**THE PROBLEM**:
Reproduce the passage of the forum thread about local markets below from "Too many about" to "enjoy seeing it.".

**TEXT EXCERPT**:
═══

You`re on MC. We are just leaving for Chiapas as we write but when we return to the lake in the summer, God willing, we´d love to get together with you guys. My disrespèctful posts making fun of the Ajijic tianguis are meant to be in fun.

Too many about here take themselves too serously. We do not.


----------



## m55vette (May 21, 2010)

We enjoy our Wednesday strolls to see if there are new items or vendors. Also a nice way to run into friends. Thanks for the video, my daughter will enjoy seeing it.


----------



## TundraGreen (Jul 15, 2010)

hkrause said:


> We've been to the mercado and tianguis in Chapala as well, and love both. Plus the Abastos in Guadalajara (which is incredible!). I've promised to take my sister for a day trip there when she comes to visit.


+1 for Mercado Abastos in Guadalajara. I think it is an incredible place and regularly take visitors to see it along with other tourist attractions in Guadalajara. The only reason I don't go there more often is that it is a 20 minute bus ride and I have a mercado 1 block away for every day stuff.

I enjoyed your video. What was that strange language I occasionally heard people speaking in the background? I don't hear that in the mercado near my house.

═══

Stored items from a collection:
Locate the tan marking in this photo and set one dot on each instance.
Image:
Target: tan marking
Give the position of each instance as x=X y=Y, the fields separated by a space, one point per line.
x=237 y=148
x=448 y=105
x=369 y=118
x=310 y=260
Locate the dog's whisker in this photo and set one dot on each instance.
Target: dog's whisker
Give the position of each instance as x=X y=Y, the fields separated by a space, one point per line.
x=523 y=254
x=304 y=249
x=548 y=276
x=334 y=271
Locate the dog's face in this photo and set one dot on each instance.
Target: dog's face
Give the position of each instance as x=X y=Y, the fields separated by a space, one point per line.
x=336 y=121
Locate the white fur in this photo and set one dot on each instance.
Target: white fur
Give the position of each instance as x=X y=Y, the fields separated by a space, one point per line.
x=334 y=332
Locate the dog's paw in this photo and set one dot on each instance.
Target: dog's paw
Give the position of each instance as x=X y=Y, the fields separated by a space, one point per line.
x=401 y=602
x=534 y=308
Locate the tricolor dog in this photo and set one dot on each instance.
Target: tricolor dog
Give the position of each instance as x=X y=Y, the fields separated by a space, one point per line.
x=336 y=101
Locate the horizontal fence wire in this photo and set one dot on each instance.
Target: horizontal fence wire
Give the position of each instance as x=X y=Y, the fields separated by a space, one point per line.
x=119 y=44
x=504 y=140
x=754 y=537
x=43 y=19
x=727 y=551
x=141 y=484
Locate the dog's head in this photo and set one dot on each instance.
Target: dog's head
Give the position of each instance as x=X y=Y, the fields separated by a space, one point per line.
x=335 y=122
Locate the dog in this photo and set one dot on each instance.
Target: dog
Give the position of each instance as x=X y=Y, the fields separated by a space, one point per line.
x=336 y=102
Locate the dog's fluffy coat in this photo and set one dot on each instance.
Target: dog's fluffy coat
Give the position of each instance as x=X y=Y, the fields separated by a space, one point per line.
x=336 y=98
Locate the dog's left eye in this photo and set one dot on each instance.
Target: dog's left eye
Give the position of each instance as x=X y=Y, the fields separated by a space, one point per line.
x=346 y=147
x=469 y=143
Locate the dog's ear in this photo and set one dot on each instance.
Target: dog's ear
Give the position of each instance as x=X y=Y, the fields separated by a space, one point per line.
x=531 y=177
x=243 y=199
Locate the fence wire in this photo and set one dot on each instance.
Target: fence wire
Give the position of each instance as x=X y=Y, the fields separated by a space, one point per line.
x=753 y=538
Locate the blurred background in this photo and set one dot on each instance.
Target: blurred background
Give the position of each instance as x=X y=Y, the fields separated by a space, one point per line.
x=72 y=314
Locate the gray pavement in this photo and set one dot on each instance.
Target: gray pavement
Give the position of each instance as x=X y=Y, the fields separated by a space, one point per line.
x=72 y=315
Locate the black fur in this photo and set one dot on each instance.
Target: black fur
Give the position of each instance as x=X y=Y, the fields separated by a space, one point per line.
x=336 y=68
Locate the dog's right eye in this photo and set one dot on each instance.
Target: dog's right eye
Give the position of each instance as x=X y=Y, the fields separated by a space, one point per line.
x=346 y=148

═══

**OUTPUT FOR THIS EXERCISE**:
Too many about here take themselves too serously. We do not.


----------



## m55vette (May 21, 2010)

We enjoy our Wednesday strolls to see if there are new items or vendors. Also a nice way to run into friends. Thanks for the video, my daughter will enjoy seeing it.